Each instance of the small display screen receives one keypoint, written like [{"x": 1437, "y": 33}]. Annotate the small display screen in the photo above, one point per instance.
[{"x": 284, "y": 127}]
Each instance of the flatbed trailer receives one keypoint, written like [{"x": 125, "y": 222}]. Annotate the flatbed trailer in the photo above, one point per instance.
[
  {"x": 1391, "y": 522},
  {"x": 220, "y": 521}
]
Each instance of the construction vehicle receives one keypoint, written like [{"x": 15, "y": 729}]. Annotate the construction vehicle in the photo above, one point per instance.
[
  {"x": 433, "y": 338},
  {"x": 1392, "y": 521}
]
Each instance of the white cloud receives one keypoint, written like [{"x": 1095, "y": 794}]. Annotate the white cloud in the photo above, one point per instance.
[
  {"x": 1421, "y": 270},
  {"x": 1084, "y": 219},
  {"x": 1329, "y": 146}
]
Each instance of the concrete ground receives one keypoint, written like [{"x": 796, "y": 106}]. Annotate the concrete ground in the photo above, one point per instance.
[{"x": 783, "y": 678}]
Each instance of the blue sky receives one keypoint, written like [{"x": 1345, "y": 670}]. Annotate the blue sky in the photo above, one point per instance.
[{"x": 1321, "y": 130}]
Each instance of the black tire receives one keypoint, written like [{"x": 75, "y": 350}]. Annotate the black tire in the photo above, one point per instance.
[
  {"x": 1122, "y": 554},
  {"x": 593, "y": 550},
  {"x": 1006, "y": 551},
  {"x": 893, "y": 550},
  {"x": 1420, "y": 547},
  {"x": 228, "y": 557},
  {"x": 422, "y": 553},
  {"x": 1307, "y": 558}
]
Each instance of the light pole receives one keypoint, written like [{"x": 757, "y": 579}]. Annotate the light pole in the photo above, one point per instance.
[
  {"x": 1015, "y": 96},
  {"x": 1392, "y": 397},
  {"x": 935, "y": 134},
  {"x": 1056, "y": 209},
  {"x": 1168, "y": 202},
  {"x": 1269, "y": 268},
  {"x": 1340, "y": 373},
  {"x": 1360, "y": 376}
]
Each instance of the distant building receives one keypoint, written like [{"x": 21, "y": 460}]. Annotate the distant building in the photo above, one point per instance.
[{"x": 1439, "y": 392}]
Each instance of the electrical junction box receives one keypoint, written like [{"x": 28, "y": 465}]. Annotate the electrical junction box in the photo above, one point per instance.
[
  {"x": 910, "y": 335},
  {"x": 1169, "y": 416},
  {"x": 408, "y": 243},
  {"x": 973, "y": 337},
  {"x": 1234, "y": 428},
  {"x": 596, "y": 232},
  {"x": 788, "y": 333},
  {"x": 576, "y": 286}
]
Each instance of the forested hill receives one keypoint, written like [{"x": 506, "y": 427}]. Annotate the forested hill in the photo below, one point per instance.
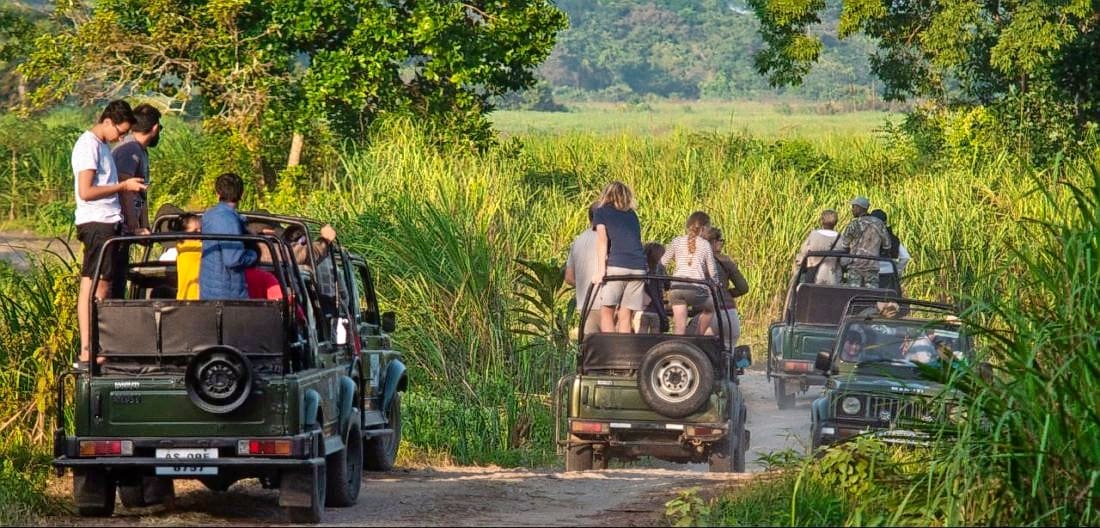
[{"x": 688, "y": 48}]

__Task brief__: Copy the lines exactly. Start at the line with "Each instance of the forested", end at the last line above, include both, and omit all pictures.

__Answer space__:
Each instance of the forested hill receives one keypoint, written like [{"x": 506, "y": 427}]. Annotate the forested hill in the photo below, one point per instance.
[{"x": 688, "y": 48}]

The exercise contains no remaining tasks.